Your tasks
1: In the excerpt on recurrent models, which unit will be used in place of an LSTM?
2: List every kind of recurrent unit or network that the excerpt on recurrent models mentions.
3: Write out the excerpt on recurrent models from "We'll also be" up to and including "### Data Preparation.", substituting "article" for "paper".

Excerpt to read
-- Begin --

One downside of the previous model is that the decoder is trying to cram lots of information into the hidden states. Whilst decoding, the hidden state will need to contain information about the whole of the source sequence, as well as all of the tokens have been decoded so far. By alleviating some of this information compression, we can create a better model!

We'll also be using a GRU (Gated Recurrent Unit) instead of an LSTM (Long Short-Term Memory). Why? Mainly because that's what they did in the paper (this paper also introduced GRUs) and also because we used LSTMs last time. Both GRU and LSTM are pretty much the same as they differ from regular RNNs.

### Data Preparation.
The preparation of the data is just like from the previous Notebook. Nothing will change that much. If there's a code block that changes along the way i will highlight changes.

-- End --

Entries provided
-- Begin --

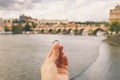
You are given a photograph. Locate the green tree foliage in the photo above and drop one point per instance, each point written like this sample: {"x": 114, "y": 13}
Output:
{"x": 18, "y": 29}
{"x": 115, "y": 26}
{"x": 27, "y": 27}
{"x": 6, "y": 29}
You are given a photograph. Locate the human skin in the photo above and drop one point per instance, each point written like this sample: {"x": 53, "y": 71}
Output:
{"x": 55, "y": 66}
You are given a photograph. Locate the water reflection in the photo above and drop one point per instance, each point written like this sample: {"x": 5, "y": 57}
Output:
{"x": 106, "y": 67}
{"x": 21, "y": 56}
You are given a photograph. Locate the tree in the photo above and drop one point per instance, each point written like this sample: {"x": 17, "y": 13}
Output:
{"x": 27, "y": 27}
{"x": 17, "y": 29}
{"x": 115, "y": 26}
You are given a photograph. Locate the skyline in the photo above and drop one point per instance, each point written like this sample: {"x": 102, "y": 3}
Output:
{"x": 77, "y": 10}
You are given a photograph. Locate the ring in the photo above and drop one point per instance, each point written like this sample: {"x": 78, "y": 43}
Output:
{"x": 56, "y": 41}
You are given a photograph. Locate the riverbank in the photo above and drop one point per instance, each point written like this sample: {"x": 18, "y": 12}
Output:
{"x": 113, "y": 40}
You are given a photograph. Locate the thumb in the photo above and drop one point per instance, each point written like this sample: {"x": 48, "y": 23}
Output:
{"x": 55, "y": 52}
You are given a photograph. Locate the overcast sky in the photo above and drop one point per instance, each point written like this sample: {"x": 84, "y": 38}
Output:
{"x": 73, "y": 10}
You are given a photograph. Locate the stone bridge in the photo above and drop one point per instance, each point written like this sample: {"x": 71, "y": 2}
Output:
{"x": 78, "y": 30}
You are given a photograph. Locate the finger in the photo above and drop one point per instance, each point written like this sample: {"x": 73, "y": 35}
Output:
{"x": 55, "y": 52}
{"x": 50, "y": 53}
{"x": 65, "y": 60}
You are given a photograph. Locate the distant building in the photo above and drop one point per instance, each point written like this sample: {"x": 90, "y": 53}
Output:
{"x": 115, "y": 14}
{"x": 24, "y": 18}
{"x": 52, "y": 21}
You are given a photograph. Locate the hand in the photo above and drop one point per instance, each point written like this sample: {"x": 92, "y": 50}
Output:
{"x": 55, "y": 66}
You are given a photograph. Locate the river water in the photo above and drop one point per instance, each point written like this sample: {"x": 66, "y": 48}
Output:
{"x": 21, "y": 56}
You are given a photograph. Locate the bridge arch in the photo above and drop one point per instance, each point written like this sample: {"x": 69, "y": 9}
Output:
{"x": 69, "y": 31}
{"x": 59, "y": 31}
{"x": 81, "y": 31}
{"x": 42, "y": 30}
{"x": 97, "y": 30}
{"x": 50, "y": 31}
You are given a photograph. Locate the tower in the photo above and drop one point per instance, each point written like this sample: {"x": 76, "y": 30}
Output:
{"x": 114, "y": 14}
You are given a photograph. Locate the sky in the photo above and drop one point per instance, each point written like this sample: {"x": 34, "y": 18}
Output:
{"x": 72, "y": 10}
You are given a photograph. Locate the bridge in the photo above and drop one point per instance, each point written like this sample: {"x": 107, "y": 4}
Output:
{"x": 77, "y": 30}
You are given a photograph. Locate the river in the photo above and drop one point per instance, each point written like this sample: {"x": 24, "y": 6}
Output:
{"x": 21, "y": 56}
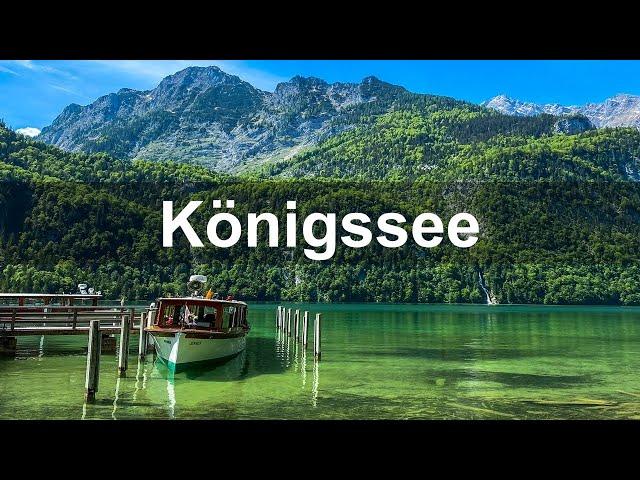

-- End --

Answers to the exercise
1: A GRU (Gated Recurrent Unit).

2: GRU (Gated Recurrent Unit), LSTM (Long Short-Term Memory), regular RNN

3:
We'll also be using a GRU (Gated Recurrent Unit) instead of an LSTM (Long Short-Term Memory). Why? Mainly because that's what they did in the article (this article also introduced GRUs) and also because we used LSTMs last time. Both GRU and LSTM are pretty much the same as they differ from regular RNNs.

### Data Preparation.